À faire>
Répondez brièvement aux questions suivantes d'après le passage sur Maria Braun.
1. Où Maria Braun rencontre-t-elle l'industriel français ?
2. Quel comédien interprète la mère de Maria Braun ?
3. Quel comédien joue Herman Braun ?

Passage du texte>
Mais Herman Braun, son mari, réapparait brutalement, s’accuse du meurtre et est mis en prison; elle, en femme libre, reconstruit sa vie comme elle peut, a de nombreux amants dont un industriel français rencontré dans un train. Maria Braun (formidable Ursina Lardi) exige d’être reconnue comme femme indépendante. Aussi séductrice que volontaire, ambitieuse et cynique, elle a quelque chose d’absolument fascinant.  Mais elle est aussi fragile, et quand elle comprend qu’elle s’est fait rouler dans la farine par son mari et son amant à la fois, elle se suicide…
Autour d’elle, quatre comédiens jouent un trentaine de personnages (des deux sexes et tout âge confondu) loin du réalisme mais avec une vérité exemplaire: Thomas Bading est un officier, un notaire, un industriel français…. Robert Beyer, lui interprète à la fois la mère de Maria Braun, un médecin, un juge, un maître d’hôtel… Moritz Gottvald est une infirmière de la Croix Rouge, un contrôleur de train.. Sebastian Schwarz joue Herman Braun, un journaliste, un serveur de restaurant…  Tous exceptionnels, à la fois dans l’expression gestuelle comme dans ce savoureux ballet d’assiettes au restaurant), et orale. Et il y a une unité de jeu absolument fabuleuse entre Ursina Lardi et ses partenaires; Thomas Ostermeier se révèle être ici  une fois de plus un excellent directeur d’acteurs.

Lignes de données>
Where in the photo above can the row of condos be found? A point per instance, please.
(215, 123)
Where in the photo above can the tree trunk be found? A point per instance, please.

Réponse rédigée>
1. Dans un train.
2. Robert Beyer.
3. Sebastian Schwarz.